§ Collected data:
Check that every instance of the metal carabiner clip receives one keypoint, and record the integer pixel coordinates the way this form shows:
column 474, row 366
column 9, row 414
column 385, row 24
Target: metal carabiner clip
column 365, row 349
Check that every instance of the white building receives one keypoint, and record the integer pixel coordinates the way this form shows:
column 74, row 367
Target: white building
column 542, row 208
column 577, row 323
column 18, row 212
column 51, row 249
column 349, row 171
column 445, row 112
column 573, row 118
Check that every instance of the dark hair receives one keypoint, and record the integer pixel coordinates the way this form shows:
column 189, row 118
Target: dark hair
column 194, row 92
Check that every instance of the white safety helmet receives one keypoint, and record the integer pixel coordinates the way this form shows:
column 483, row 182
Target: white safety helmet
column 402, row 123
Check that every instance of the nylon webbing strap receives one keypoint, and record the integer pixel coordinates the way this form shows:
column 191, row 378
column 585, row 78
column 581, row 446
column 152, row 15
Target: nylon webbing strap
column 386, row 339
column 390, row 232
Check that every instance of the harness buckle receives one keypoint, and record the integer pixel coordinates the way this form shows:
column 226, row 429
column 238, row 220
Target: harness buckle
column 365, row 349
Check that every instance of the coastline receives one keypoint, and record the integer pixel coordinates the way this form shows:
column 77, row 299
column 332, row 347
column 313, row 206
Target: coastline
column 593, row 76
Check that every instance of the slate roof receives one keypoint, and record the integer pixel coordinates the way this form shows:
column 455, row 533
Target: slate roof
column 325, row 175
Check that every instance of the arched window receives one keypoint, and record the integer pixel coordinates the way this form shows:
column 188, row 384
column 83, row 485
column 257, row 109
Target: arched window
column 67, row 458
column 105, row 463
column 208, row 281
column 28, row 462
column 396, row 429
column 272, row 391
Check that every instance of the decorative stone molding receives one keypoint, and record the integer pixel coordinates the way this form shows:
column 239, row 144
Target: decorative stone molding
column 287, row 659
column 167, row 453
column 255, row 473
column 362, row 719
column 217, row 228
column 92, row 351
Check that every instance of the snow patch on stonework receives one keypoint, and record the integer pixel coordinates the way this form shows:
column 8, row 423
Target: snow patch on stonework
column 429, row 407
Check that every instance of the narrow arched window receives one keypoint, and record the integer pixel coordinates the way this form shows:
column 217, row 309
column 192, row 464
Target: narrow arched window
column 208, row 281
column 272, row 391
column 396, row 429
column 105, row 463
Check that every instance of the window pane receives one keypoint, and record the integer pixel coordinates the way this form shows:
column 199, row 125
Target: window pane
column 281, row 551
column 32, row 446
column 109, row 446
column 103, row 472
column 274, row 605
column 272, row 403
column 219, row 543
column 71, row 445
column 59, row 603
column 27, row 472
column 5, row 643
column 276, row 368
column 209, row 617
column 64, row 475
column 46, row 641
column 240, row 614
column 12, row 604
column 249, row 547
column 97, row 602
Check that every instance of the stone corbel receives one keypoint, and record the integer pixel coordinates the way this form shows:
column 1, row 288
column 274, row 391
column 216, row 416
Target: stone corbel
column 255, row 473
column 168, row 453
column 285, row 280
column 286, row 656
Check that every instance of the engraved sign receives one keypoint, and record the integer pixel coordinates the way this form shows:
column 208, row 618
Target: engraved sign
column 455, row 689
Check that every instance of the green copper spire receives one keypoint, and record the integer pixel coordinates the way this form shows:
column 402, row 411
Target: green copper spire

§ WHAT YOU NEED TO DO: Make an exact copy of the records.

§ TASK RESPONSE:
Check that every instance of the metal carabiner clip receives one keypoint, and record the integer pixel coordinates the way this form shows:
column 474, row 366
column 9, row 414
column 385, row 24
Target: metal carabiner clip
column 365, row 349
Check that every instance of the white building receives one keypoint, and record the integer pixel coordinates the way this form shows:
column 74, row 367
Target: white building
column 542, row 208
column 577, row 323
column 18, row 212
column 51, row 249
column 349, row 171
column 445, row 112
column 573, row 118
Check that every instance of the dark hair receives one keypoint, and record the integer pixel coordinates the way this form shows:
column 189, row 118
Target: dark hair
column 194, row 92
Check that every instance of the white safety helmet receives one keypoint, and record the integer pixel coordinates the way this form shows:
column 483, row 182
Target: white safety helmet
column 402, row 123
Check that every instance of the nylon webbing strap receives one keypoint, and record the integer pixel coordinates the way this form shows:
column 191, row 378
column 585, row 78
column 581, row 446
column 152, row 15
Target: nylon webbing strap
column 386, row 339
column 390, row 232
Check that every instance of the harness buckle receives one keypoint, and record the integer pixel coordinates the way this form shows:
column 226, row 429
column 238, row 220
Target: harness buckle
column 365, row 349
Check that every instance of the coastline receives one keypoint, and record the integer pixel coordinates the way this form shows:
column 77, row 299
column 332, row 347
column 313, row 206
Target: coastline
column 593, row 76
Check that every instance of the slate roof receives one keypoint, and record the integer pixel coordinates the way this form shows:
column 455, row 533
Target: slate roof
column 325, row 175
Check that every instance of the arched window receives one keypoint, and record the integer pixel coordinates the way this form shows:
column 188, row 384
column 83, row 485
column 257, row 109
Target: arched window
column 67, row 458
column 105, row 463
column 208, row 281
column 28, row 462
column 396, row 429
column 272, row 391
Check that every instance of the decorative stone molding receives one keypoint, and record the integer pixel coordinates the way this form shows:
column 239, row 144
Target: decorative stone molding
column 287, row 659
column 167, row 453
column 255, row 473
column 362, row 719
column 217, row 228
column 92, row 351
Check that every instance of the snow patch on stonework receives one keypoint, and record the integer pixel coordinates the way this form shows:
column 8, row 423
Target: snow patch on stonework
column 429, row 407
Check that every instance of the narrow arched window receives one keypoint, and record the integer pixel coordinates the way this form shows:
column 217, row 309
column 192, row 464
Target: narrow arched window
column 208, row 281
column 272, row 391
column 396, row 429
column 105, row 463
Check that every instance of the window pane receives one keypoint, and record the integer pixel coordinates the way this form shows:
column 199, row 125
Target: window pane
column 281, row 551
column 32, row 446
column 109, row 446
column 103, row 472
column 274, row 605
column 272, row 403
column 219, row 543
column 71, row 445
column 59, row 603
column 27, row 472
column 5, row 643
column 276, row 368
column 209, row 617
column 64, row 475
column 46, row 641
column 240, row 614
column 12, row 604
column 249, row 547
column 97, row 602
Check that every instance of the stone corbel receives one keypoint, and record the integer pixel coordinates the way this form shows:
column 1, row 288
column 274, row 391
column 216, row 416
Target: stone corbel
column 255, row 473
column 168, row 453
column 285, row 280
column 286, row 656
Check that every instance of the engraved sign receives one keypoint, and record the integer pixel coordinates the way this form shows:
column 208, row 618
Target: engraved sign
column 455, row 689
Check that every instance of the green copper spire receives one keypoint, and record the integer pixel coordinates the way this form shows:
column 402, row 411
Target: green copper spire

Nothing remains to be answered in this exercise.